## CHALLENGE A
Answer these questions using the commentary on Europe's debt rescue.
(i) How large was the emergency rescue package that came out of the weekend meeting?
(ii) What loss did the Stoxx Europe 600 close with the previous week?
(iii) Who, according to the Marketwatch story, called the sovereign debt crisis "manageable"?

--- EXCERPTED PASSAGE ---

A weekend “get together” of European financial big shots resulted in an emergency $1-trillion rescue package to address the continent’s debt problems. The European Central Bank also announced a planned purchase of euro-zone government bonds.
The markets responded with vigorous volatility. The euro first gained against the U.S. dollar, then gave it all back (and then some). Global stock indexes zoomed higher on Monday — what a change from last week, when the Stoxx Europe 600 closed with an 8.7% loss.
Opinions regarding Europe’s future remain divided. The CEO of the world’s largest bond fund says that the crisis “…is on the verge of truly going global.” (CNBC) By contrast, on Monday these remarks of a big hedge fund head were the first sentence in a Marketwatch story: “The sovereign debt crisis is ‘manageable’ and doesn’t pose a risk to broader markets, said John Paulson.”
This much is evident: The EU finance ministers, International Monetary Fund and central bankers have pushed virtually all of their chips to the center of the table — “…a very desperate measure,” in the words of a London-based forex strategist. (CNBC)
Who’s right?

--- LISTED RECORDS ---

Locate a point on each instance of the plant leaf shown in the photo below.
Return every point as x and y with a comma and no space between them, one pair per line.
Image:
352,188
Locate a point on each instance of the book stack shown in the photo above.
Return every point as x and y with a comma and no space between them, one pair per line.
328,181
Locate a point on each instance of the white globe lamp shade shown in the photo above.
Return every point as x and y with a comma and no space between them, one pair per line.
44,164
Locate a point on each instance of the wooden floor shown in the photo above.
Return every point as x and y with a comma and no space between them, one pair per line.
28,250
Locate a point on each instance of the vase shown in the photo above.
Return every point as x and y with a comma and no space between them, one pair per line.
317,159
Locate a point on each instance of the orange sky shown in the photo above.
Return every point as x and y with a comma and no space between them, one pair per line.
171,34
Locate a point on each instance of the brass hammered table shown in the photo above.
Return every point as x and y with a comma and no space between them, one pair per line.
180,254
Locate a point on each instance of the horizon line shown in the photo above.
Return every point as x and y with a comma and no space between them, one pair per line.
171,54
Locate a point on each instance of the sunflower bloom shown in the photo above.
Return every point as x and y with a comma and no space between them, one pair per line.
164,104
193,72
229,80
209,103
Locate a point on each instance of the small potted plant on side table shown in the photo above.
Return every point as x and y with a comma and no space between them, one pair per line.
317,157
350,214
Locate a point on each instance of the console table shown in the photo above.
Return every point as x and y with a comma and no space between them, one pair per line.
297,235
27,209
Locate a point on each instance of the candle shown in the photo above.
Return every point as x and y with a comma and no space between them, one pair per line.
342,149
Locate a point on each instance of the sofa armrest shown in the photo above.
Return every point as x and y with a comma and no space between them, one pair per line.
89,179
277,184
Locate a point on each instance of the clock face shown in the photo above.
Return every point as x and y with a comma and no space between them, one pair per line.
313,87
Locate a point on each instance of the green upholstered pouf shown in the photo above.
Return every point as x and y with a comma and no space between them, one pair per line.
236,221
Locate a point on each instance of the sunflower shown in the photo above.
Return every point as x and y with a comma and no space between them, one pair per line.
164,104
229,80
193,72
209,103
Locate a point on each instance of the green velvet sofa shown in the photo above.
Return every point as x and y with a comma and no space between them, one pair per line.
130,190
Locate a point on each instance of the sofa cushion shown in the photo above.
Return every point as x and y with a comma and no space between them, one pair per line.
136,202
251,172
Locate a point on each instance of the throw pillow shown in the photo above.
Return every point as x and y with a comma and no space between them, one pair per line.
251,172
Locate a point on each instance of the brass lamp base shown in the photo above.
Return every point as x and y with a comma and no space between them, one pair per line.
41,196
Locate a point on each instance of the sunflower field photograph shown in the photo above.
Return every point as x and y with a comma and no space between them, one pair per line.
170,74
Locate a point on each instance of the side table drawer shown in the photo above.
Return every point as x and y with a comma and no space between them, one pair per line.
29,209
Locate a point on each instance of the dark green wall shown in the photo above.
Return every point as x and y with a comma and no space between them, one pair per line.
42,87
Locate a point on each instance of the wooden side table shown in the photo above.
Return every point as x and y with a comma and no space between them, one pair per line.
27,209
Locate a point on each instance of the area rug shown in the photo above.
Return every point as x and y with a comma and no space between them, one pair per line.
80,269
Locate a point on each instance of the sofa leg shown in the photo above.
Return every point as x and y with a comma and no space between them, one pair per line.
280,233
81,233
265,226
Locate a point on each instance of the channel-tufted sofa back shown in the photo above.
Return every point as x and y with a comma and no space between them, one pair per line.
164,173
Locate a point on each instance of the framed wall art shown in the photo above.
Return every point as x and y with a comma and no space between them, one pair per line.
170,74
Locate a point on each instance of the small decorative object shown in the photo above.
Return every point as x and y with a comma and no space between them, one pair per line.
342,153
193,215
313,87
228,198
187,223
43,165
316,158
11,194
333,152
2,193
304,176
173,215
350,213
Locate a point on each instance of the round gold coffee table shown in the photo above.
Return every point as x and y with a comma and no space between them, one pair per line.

---

## CHALLENGE B
Return every line of the listing that contains the string "small". Case counts.

## COMPLETE OUTPUT A
(i) $1 trillion.
(ii) An 8.7% loss.
(iii) John Paulson.

## COMPLETE OUTPUT B
Locate a point on each instance of the small potted plant on side table shown in the photo above.
Locate a point on each instance of the small decorative object shown in the photo above.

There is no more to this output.